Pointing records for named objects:
|---|

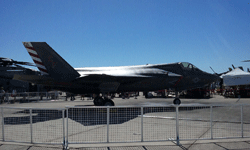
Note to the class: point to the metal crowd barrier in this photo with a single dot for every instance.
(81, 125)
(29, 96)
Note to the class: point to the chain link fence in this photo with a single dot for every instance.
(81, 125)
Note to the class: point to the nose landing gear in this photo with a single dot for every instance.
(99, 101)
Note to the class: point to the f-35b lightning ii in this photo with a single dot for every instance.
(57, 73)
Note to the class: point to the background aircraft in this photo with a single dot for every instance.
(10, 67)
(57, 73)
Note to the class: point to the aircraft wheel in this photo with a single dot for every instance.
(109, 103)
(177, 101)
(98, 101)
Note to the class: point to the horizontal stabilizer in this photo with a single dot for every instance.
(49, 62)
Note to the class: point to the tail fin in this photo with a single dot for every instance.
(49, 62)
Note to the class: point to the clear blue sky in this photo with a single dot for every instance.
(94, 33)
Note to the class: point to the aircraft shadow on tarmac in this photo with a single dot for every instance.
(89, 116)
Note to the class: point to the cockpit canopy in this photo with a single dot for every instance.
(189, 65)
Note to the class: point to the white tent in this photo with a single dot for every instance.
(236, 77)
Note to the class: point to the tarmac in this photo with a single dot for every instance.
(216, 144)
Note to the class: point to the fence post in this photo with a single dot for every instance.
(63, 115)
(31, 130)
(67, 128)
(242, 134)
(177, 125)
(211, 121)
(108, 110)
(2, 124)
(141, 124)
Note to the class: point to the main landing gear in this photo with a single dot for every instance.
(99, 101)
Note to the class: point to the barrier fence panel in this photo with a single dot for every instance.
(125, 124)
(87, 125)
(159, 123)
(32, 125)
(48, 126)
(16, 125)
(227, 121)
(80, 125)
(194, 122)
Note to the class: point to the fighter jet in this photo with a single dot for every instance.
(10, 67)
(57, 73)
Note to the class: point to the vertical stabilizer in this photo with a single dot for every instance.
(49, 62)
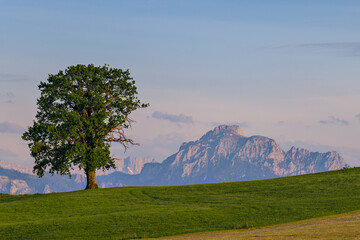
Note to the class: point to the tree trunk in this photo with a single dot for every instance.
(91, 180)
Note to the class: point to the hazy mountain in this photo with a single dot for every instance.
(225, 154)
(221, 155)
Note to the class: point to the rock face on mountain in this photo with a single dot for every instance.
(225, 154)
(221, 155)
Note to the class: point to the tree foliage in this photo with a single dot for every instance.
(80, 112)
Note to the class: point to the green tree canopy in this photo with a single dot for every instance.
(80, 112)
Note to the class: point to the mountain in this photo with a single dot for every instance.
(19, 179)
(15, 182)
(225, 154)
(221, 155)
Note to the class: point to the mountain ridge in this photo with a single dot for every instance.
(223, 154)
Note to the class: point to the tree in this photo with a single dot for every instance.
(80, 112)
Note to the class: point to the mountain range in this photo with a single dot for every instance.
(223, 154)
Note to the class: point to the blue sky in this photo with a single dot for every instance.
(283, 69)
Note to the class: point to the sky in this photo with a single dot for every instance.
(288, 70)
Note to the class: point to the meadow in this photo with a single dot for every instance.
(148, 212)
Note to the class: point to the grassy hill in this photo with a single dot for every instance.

|---|

> GIVEN INSTRUCTION: Rewrite the whole listing above, changing every "Note to the class" to "Instruction for students" and keeping everything else the same, but leave the pictures out.

> EXERCISE SOLUTION:
Instruction for students: point to the metal crowd barrier in this photo with a single dot for every instance.
(81, 125)
(29, 96)
Instruction for students: point to the chain link fence in this photo with a single dot for every instance.
(81, 125)
Instruction for students: point to the nose landing gear in this photo with a single dot for every instance.
(99, 101)
Instruction for students: point to the f-35b lightning ii in this photo with a single dot for every instance.
(57, 73)
Instruction for students: point to the background aircraft in this photo with a single dot for every instance.
(10, 67)
(57, 73)
Instruction for students: point to the aircraft wheel in this photo with a single dot for every instance.
(109, 103)
(177, 101)
(98, 101)
Instruction for students: point to the horizontal stabilizer in this photo with a single dot for every instance.
(49, 62)
Instruction for students: point to the tail fin in this photo with a single dot for every instance.
(49, 62)
Instruction for students: point to the clear blue sky in this photo with a single dot for every instance.
(94, 33)
Instruction for students: point to the aircraft shadow on tarmac in this photo with a single dot for every instance.
(89, 116)
Instruction for students: point to the cockpit canopy in this photo with a single dot for every instance.
(189, 65)
Instruction for students: point to the white tent in this photo with a single dot for every instance.
(236, 77)
Instruction for students: point to the tarmac in this photo with a single dot for every instance.
(216, 144)
Instruction for students: point to the fence post in this photo with a single dot for every instance.
(63, 115)
(31, 130)
(67, 128)
(242, 134)
(177, 125)
(211, 121)
(108, 110)
(2, 124)
(141, 124)
Instruction for students: point to the main landing gear in this photo with a single dot for every instance.
(99, 101)
Instruction for students: point to the barrier fence panel in this photo with a single dot for every instance.
(125, 124)
(87, 125)
(159, 123)
(32, 125)
(48, 126)
(16, 125)
(227, 121)
(80, 125)
(194, 122)
Instruction for students: point to the fighter jet in this photo with a single dot for every instance.
(10, 67)
(57, 73)
Instruction for students: point to the vertical stabilizer in this photo with a single dot for every instance.
(49, 62)
Instruction for students: point to the tree trunk in this photo with a single dot for every instance.
(91, 180)
Instruction for students: point to the hazy mountain in this photo with a single dot for every instance.
(225, 154)
(221, 155)
Instruction for students: point to the rock face on mountain in this photo with a single dot for every instance.
(225, 154)
(221, 155)
Instruction for students: point to the tree foliage in this photo with a single dot for every instance.
(80, 112)
Instruction for students: point to the green tree canopy in this photo with a single dot for every instance.
(80, 112)
Instruction for students: point to the mountain in this photo with a single dot for every instance.
(19, 179)
(15, 182)
(225, 154)
(221, 155)
Instruction for students: point to the mountain ridge in this photo with a single dot for every instance.
(223, 154)
Instruction for students: point to the tree in this photo with a single dot for every instance.
(80, 112)
Instruction for students: point to the mountain range in this photo with a single dot for every instance.
(223, 154)
Instruction for students: point to the blue sky in this photo with a single dot for every instance.
(283, 69)
Instruction for students: point to the sky in this photo with a single dot for every instance.
(288, 70)
Instruction for students: point to the meadow in this photo with a single dot for every instance.
(148, 212)
Instruction for students: point to the grassy hill in this photo with a single dot for every instance.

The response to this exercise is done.